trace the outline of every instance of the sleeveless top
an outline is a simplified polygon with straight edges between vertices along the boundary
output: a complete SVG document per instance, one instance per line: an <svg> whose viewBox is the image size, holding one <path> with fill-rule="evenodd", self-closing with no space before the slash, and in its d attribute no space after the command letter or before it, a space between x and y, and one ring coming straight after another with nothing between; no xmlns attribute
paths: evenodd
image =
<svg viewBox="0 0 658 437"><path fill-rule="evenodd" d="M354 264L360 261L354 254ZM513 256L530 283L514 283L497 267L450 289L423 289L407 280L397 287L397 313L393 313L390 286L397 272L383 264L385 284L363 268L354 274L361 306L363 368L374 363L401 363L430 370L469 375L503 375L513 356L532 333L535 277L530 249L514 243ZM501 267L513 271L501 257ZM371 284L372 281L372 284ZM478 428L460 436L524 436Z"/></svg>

## INSTRUCTIONS FOR THE TASK
Change "sleeveless top" to "tank top" in the lines above, and leave everything else as it is.

## RESPONSE TO THIS EXERCISE
trace the outline of every instance of the tank top
an outline is a simplified polygon with straight edges between vertices along the boundary
output: a complete SVG document per instance, one instance per line: an <svg> whose viewBox is the image size, holding one <path> with fill-rule="evenodd", self-closing with no space before the slash, and in its d attribute no space after the command letter or before it, a space between x and y, and one ring coming straight after another with nothing between; no xmlns attribute
paths: evenodd
image =
<svg viewBox="0 0 658 437"><path fill-rule="evenodd" d="M354 264L360 261L354 254ZM513 256L530 283L514 283L497 267L450 289L423 289L407 280L397 287L397 313L393 313L390 286L397 272L383 264L385 284L363 268L354 274L361 306L363 368L374 363L401 363L430 370L469 375L503 375L513 356L532 333L535 277L530 249L514 243ZM501 267L513 271L501 257ZM371 284L372 281L372 284ZM478 428L460 436L524 436Z"/></svg>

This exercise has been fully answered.